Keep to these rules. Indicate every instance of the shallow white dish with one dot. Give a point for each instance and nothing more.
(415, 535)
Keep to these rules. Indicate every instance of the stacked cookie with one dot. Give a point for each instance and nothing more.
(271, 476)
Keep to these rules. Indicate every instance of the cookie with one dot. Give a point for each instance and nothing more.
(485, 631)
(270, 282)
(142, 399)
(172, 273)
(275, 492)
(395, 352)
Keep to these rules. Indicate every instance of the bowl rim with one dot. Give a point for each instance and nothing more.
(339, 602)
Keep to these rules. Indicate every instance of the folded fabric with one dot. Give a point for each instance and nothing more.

----

EXERCISE BRIEF:
Set down, exactly and only, the lines running from the one holding "Keep to these rules. Indicate every instance of the cookie" through the end of the records above, both ends included.

WRITTEN RESPONSE:
Keep to these rules. Indicate every instance of the cookie with one dot. Give a point for each instance and nothing more.
(485, 631)
(270, 282)
(142, 399)
(172, 273)
(275, 492)
(395, 352)
Keep to these rules. Indicate every instance of the bowl rim with one dot. Give a point for each instance and nothing more.
(339, 602)
Keep to these rules. Indicate every instance of the folded fabric with one dot. Give a point for each instance and nothing more.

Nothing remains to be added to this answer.